> DIRECTION: Report every line below that contains the word "aircraft", copying each such line in full.

Point labeling dataset excerpts
____

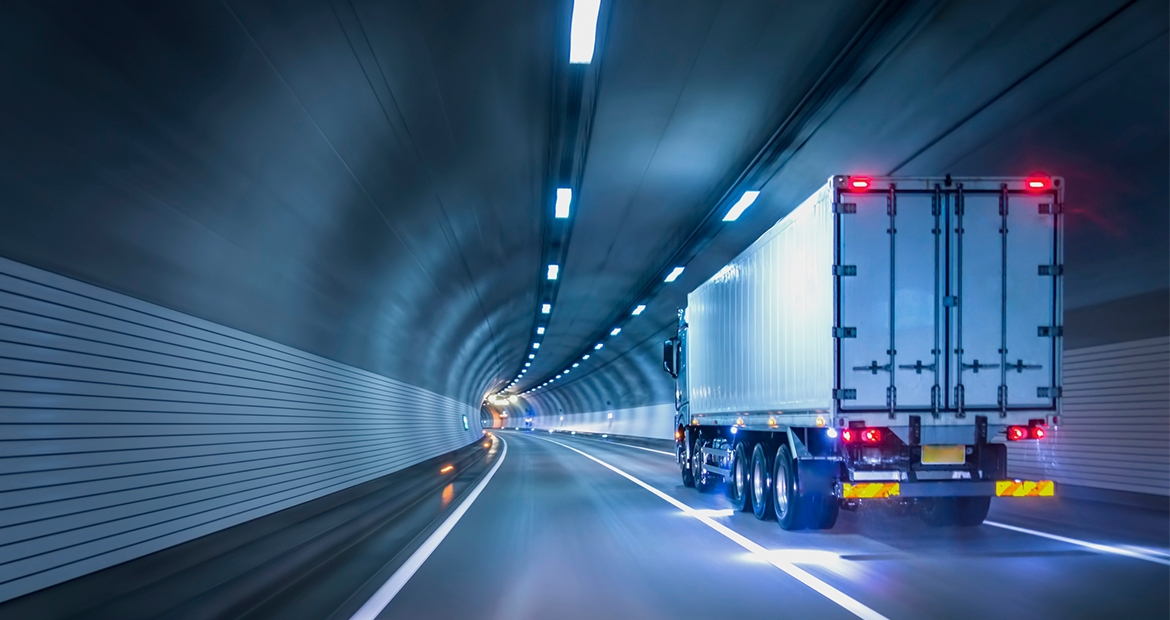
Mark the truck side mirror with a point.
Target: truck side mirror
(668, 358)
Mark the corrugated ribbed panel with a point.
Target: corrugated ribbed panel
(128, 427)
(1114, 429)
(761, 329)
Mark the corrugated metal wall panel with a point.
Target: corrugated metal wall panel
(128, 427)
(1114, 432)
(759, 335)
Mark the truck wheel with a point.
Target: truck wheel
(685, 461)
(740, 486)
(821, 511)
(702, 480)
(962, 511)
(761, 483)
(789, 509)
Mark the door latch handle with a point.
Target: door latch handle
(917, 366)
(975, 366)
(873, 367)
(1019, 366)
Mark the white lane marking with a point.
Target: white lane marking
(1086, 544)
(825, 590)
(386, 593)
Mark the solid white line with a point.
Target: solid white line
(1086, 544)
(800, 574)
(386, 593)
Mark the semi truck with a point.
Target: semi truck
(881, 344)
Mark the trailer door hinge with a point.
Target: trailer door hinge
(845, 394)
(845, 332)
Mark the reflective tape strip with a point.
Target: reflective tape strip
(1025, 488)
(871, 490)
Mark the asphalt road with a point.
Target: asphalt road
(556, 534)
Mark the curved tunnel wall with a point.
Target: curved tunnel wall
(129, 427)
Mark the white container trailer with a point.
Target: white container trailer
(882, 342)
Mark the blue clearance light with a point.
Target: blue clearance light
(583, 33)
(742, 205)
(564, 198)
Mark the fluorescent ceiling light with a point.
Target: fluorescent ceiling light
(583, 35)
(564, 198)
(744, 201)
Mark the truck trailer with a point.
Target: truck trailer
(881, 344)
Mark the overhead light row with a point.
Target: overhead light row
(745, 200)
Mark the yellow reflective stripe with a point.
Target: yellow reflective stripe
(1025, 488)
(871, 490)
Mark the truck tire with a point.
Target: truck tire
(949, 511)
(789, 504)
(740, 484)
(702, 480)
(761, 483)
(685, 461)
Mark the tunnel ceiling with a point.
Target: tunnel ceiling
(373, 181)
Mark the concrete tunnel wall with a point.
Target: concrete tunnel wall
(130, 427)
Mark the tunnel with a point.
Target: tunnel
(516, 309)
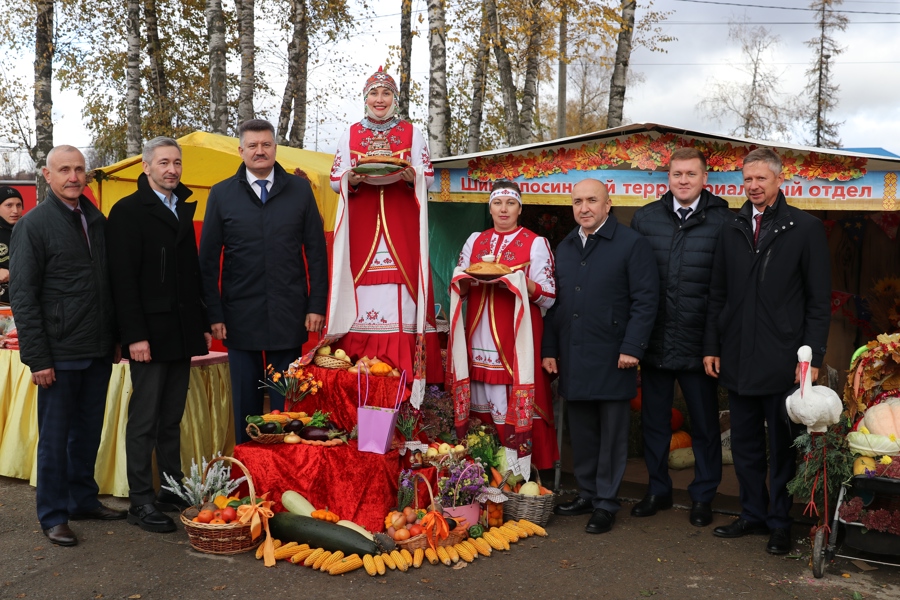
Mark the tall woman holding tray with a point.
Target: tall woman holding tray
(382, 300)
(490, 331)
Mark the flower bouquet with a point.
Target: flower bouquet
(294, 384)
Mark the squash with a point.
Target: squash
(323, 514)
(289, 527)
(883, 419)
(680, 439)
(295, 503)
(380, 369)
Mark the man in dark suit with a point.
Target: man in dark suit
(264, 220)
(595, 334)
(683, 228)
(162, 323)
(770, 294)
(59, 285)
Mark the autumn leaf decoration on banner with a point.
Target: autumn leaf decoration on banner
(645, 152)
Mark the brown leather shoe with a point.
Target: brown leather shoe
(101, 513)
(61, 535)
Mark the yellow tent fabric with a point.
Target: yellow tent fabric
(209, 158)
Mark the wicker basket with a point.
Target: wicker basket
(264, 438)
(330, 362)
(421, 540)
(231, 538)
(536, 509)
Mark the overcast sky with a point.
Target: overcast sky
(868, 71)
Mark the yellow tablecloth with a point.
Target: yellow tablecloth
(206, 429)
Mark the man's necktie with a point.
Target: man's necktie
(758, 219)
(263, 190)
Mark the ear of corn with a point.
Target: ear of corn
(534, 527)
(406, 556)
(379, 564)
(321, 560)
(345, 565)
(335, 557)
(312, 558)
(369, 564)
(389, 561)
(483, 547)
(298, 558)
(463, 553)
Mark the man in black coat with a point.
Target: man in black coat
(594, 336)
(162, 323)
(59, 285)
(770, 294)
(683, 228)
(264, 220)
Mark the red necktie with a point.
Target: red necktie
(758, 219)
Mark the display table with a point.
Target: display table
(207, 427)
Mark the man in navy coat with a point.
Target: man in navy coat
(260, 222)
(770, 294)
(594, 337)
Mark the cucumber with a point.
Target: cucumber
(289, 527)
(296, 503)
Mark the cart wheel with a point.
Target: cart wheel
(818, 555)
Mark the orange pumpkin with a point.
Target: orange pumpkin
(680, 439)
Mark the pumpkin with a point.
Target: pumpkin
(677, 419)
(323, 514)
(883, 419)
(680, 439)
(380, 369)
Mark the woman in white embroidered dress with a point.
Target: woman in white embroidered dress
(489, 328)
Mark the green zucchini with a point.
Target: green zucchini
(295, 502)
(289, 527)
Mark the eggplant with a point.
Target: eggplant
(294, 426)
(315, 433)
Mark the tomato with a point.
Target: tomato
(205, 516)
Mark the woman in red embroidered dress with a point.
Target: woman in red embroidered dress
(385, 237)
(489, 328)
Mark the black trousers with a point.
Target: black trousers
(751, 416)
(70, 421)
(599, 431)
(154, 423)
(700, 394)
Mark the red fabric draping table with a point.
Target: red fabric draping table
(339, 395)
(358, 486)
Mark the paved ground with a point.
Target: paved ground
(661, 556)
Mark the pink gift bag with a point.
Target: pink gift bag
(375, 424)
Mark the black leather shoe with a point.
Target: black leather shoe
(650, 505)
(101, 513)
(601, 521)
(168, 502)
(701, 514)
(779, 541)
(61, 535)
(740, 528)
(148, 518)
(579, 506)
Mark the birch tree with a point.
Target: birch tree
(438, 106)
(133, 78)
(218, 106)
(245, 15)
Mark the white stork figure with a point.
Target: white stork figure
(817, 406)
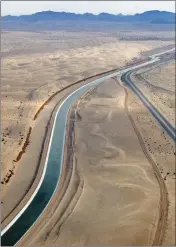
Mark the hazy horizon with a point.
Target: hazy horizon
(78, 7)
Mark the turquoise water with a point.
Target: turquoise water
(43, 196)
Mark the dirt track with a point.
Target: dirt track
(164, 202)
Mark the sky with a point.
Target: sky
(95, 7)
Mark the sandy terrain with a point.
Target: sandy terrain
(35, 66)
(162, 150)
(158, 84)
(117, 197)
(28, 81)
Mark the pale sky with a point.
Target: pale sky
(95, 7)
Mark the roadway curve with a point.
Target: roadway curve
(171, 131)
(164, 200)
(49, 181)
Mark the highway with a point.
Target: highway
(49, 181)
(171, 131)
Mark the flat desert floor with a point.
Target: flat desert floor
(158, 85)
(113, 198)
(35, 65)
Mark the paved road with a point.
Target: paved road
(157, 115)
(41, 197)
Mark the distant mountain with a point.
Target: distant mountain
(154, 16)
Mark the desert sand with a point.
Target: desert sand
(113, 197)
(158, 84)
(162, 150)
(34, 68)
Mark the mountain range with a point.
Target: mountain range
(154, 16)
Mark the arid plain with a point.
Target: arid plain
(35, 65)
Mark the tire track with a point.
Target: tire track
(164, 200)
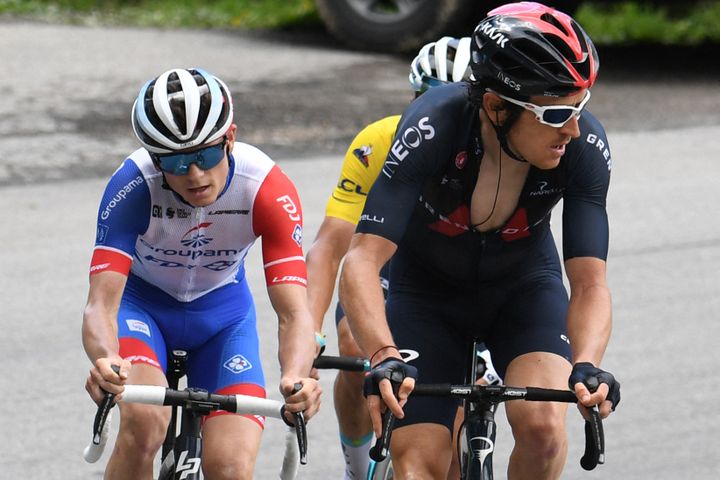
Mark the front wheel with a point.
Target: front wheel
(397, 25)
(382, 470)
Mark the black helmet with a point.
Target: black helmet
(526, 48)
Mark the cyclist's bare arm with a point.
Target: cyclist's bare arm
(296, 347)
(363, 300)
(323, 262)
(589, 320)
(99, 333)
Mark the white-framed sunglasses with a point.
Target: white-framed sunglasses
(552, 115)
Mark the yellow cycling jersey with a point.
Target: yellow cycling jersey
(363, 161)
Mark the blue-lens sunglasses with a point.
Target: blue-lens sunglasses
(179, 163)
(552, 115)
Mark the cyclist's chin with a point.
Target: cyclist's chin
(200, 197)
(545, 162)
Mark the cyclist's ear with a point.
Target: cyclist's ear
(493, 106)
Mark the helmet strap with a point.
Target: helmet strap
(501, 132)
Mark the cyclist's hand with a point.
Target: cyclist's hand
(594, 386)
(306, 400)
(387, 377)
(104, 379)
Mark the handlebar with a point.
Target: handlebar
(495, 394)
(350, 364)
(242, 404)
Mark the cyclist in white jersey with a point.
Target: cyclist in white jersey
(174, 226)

____

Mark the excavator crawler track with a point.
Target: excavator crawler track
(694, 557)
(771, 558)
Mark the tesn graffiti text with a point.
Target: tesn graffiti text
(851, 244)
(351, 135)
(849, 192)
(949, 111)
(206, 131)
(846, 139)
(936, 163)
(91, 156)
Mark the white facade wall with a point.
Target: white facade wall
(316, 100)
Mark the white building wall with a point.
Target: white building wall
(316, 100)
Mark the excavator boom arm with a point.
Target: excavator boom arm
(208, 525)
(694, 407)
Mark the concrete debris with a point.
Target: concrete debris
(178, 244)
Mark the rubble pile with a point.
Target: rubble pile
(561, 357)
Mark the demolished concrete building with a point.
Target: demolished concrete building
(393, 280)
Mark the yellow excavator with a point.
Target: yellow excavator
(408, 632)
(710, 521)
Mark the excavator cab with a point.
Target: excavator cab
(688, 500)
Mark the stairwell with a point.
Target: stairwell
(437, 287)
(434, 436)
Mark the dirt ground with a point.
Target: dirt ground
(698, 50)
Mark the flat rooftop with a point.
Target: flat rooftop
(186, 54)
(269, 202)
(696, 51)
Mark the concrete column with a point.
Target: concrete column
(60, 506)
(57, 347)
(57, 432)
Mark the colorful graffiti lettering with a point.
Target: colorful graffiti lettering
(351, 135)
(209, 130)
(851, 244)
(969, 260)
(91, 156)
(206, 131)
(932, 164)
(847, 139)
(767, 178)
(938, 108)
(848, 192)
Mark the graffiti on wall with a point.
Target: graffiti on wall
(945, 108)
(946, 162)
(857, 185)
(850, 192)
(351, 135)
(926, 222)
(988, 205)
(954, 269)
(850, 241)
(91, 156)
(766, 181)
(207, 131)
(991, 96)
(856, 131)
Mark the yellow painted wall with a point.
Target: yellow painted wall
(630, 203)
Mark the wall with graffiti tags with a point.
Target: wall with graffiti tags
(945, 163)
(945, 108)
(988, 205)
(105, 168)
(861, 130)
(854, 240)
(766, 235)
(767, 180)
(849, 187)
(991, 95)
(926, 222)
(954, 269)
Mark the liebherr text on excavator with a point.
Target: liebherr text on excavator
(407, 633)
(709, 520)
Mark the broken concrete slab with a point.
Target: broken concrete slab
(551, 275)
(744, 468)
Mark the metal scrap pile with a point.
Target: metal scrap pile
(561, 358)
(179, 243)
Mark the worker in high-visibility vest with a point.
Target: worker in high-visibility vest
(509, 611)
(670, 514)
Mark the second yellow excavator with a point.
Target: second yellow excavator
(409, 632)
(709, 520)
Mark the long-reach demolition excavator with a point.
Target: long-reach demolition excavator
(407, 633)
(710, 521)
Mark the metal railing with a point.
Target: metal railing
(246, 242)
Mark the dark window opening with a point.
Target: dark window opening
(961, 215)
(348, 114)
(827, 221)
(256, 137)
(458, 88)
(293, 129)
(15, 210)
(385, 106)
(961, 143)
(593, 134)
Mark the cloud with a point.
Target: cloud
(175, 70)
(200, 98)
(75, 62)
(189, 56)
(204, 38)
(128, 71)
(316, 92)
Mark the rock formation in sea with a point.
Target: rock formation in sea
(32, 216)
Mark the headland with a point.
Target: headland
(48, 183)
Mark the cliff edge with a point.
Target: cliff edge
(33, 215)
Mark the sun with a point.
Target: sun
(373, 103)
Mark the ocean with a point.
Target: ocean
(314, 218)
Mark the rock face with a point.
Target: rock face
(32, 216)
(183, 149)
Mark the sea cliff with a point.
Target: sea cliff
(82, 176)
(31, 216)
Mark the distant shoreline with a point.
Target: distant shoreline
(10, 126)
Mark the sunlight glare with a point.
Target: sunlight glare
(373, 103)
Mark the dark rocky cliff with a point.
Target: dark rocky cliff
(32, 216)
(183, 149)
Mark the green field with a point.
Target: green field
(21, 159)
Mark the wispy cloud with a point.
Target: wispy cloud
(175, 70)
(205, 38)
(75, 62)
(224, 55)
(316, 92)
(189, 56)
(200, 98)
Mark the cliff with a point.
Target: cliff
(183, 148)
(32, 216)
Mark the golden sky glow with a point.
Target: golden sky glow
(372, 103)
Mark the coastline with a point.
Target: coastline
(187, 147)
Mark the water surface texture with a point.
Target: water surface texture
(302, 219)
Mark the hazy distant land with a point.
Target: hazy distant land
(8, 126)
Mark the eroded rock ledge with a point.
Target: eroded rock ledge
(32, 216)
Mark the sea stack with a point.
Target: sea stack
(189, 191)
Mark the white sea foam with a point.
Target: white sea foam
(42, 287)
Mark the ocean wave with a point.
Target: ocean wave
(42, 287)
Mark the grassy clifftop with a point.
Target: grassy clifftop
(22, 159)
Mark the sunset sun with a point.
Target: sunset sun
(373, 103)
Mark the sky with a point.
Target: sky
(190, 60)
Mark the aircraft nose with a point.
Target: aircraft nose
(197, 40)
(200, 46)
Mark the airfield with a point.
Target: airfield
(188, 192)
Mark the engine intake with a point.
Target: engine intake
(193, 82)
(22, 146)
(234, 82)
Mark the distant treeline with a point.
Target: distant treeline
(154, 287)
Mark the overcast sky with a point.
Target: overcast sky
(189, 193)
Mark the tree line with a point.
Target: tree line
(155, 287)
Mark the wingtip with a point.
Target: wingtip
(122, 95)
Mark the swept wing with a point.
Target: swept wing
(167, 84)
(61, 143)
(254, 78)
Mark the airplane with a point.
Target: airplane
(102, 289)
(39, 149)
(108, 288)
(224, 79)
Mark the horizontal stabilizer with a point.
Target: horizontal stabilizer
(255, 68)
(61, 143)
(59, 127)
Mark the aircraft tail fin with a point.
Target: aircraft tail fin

____

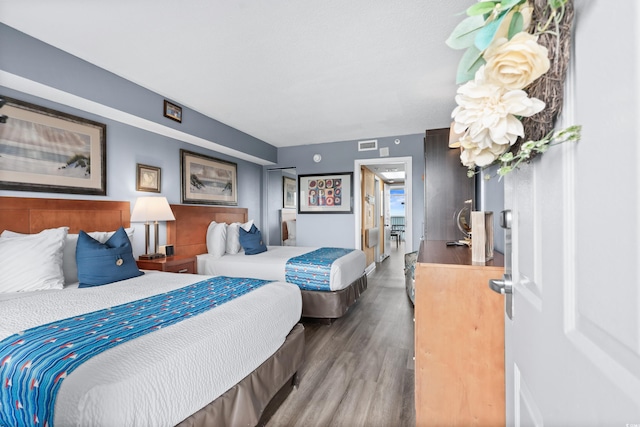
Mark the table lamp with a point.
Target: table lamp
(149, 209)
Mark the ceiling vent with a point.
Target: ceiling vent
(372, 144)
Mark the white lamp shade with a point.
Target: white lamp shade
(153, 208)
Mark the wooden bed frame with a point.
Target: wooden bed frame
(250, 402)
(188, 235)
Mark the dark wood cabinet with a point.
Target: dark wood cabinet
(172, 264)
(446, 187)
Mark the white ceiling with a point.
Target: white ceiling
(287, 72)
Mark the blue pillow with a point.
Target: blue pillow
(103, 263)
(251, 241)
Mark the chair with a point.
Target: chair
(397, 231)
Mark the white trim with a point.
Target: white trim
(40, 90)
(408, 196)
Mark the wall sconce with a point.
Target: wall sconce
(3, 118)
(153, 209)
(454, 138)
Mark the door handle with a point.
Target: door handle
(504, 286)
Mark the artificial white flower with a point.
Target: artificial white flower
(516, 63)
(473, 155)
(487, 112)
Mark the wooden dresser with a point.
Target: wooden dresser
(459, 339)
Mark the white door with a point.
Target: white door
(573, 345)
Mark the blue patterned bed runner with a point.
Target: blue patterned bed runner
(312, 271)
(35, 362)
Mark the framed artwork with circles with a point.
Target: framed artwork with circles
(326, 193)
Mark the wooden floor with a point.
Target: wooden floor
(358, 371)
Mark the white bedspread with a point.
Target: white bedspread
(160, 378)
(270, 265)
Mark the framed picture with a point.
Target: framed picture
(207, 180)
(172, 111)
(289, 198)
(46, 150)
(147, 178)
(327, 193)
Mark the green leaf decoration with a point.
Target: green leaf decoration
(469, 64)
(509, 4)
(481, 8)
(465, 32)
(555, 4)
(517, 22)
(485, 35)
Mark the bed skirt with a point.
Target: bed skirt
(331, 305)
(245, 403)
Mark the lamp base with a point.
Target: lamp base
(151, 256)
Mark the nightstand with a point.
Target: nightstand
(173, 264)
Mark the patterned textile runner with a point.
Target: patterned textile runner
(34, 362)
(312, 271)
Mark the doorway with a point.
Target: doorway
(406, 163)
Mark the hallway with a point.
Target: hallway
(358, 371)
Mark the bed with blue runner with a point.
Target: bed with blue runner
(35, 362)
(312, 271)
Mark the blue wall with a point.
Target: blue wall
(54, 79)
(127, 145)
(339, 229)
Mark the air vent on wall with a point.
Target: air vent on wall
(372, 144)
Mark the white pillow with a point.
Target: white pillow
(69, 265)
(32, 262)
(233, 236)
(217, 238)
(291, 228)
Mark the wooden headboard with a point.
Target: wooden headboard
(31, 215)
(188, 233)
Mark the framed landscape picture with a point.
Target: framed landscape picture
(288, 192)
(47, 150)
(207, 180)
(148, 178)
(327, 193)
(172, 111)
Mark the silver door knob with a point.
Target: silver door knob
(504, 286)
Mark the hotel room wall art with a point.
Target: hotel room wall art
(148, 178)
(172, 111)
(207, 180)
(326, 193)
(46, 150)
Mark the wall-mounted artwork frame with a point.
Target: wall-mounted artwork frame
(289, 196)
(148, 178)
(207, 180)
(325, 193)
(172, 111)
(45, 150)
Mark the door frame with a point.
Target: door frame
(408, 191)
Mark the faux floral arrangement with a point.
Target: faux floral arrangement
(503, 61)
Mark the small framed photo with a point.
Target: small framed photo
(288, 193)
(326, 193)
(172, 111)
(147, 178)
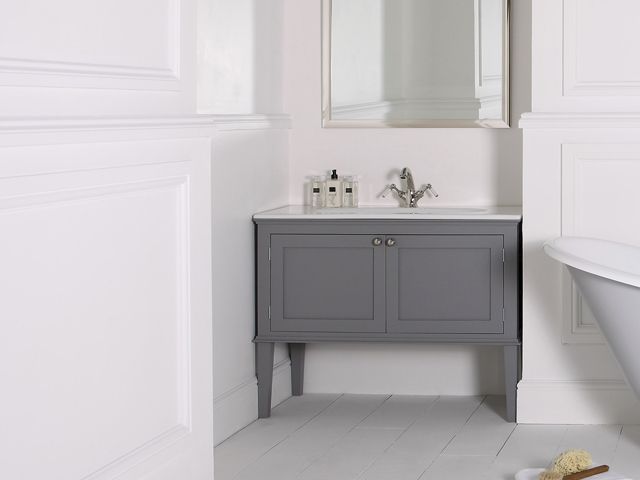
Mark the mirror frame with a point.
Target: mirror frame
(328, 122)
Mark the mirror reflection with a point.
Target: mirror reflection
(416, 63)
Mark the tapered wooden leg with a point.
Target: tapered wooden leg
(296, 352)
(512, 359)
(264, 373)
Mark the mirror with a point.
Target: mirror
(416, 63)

____

> REPLY:
Mark the aircraft nose with a point.
Target: aircraft nose
Mark the aircraft tail fin with a point.
Target: aircraft tail fin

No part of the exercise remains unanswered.